Work to be completed: Every entry should be copied exactly, with nothing added or dropped.
####################
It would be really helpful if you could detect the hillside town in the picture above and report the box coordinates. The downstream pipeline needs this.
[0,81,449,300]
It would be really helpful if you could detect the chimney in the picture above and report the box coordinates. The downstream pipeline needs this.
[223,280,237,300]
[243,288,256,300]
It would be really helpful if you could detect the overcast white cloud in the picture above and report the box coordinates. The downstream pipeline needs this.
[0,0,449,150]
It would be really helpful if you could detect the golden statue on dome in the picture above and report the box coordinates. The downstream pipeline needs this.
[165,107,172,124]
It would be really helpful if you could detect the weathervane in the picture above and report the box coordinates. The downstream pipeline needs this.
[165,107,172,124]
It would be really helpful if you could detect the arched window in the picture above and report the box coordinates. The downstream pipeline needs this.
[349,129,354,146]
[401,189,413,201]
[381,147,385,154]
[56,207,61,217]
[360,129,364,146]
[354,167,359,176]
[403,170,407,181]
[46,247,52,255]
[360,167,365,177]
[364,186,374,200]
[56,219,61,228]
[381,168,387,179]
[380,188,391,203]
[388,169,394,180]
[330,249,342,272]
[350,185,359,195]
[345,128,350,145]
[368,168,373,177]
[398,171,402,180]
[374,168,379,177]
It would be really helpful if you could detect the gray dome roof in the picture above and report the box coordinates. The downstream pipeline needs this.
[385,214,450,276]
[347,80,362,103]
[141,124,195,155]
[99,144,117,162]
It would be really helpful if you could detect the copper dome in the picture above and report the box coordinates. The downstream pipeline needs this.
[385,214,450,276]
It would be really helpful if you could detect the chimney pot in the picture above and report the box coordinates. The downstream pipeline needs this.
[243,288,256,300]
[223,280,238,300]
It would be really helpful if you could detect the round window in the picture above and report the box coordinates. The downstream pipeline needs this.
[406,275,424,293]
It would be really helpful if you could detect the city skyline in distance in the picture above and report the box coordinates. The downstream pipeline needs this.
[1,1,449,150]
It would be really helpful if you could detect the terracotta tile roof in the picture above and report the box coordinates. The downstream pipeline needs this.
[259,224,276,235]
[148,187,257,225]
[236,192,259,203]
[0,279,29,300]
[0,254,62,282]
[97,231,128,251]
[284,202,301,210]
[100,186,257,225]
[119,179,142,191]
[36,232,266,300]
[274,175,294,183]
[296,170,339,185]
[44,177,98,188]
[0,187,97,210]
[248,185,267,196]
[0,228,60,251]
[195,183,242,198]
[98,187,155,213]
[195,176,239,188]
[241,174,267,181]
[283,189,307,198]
####################
Exercise answer:
It would be really helpful if you could detect the hillside town in the picture above and report the box coordinates. The downstream pipeline needs this.
[0,81,449,300]
It would be really helpful if you could detect the chimney in the picture above and report the box coordinates. The downstream pipeline needs this.
[223,280,237,300]
[243,288,256,300]
It would be really helpful if you could detect the overcast white cloud in the picture above and report the box coordinates. The downstream pipeline needs this.
[0,0,449,150]
It would be really helpful if you could detect the golden statue on dome in the picture above and report the box coordinates. The downstream pipeline needs this.
[165,107,172,124]
It would be really helpful if you could detect the weathervane in the picture above and report the box coordinates. The downstream pipeline needs this.
[165,107,172,124]
It would be really helpful if you could detect the arched window in the picture above and report the box coordinates. The downstream pipeline needs this.
[349,129,354,146]
[401,189,413,201]
[381,147,385,154]
[56,207,61,217]
[360,129,364,146]
[354,167,359,176]
[403,170,407,181]
[46,247,52,255]
[360,167,365,177]
[364,186,374,200]
[56,219,61,228]
[381,168,387,179]
[380,188,391,203]
[388,169,394,180]
[330,249,342,272]
[350,185,359,195]
[345,128,350,145]
[368,168,373,177]
[398,171,402,180]
[374,168,379,177]
It would be really helpful if you could detect the gray dome roof in the picture above and report the box coordinates. The downstream pipeline needs this.
[385,214,450,276]
[347,80,362,103]
[141,124,195,155]
[99,144,117,162]
It would be really helpful if you could detect the copper dome in the picture above and report the box coordinates. The downstream pipeline needs this.
[385,214,450,276]
It would be really helpful if you could detect the chimney pot in the picture above and report the box coordinates. The downstream pipeline needs this.
[243,288,256,300]
[223,280,238,300]
It would be really helpful if you could detect the round window in the picture above and report the box coordinates. The downstream pipeline needs this.
[406,275,424,293]
It would be really helpful if you could detect the city skyline in distance in the picture above and report the box coordinates. The downstream pipeline needs this.
[1,1,449,150]
It would be really helpful if you could detect the terracotta tile roof in the picture above and report the box coordinates. The downstream pipeline needs this.
[259,224,276,235]
[148,187,257,225]
[236,192,259,203]
[0,279,29,300]
[0,254,62,282]
[97,231,128,251]
[284,202,301,210]
[100,186,257,225]
[119,179,142,191]
[36,232,266,300]
[274,175,294,183]
[296,170,339,185]
[44,177,98,188]
[0,187,97,210]
[248,185,267,196]
[0,228,60,251]
[195,183,242,198]
[98,187,155,213]
[195,176,239,188]
[241,174,267,181]
[283,189,307,198]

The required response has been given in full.